■ **EXERCISE DIRECTIONS**
Reproduce the records word for word, from their first line through the line containing "68L7 87L8 106L43", with both of those lines included and nothing beyond them.

■ **LISTED RECORDS**
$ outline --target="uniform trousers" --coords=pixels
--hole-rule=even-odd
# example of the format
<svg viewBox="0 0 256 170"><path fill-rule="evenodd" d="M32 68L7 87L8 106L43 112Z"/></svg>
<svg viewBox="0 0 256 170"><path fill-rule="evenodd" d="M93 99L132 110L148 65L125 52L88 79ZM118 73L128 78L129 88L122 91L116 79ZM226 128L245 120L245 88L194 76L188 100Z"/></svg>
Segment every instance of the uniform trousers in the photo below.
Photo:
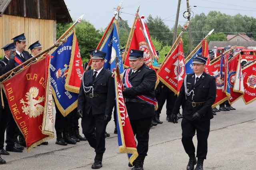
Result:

■ **FULL OUTPUT**
$ outline --target="uniform trousers" --coords=pixels
--hole-rule=even-odd
# example of the format
<svg viewBox="0 0 256 170"><path fill-rule="evenodd" d="M32 68L7 87L8 106L43 112Z"/></svg>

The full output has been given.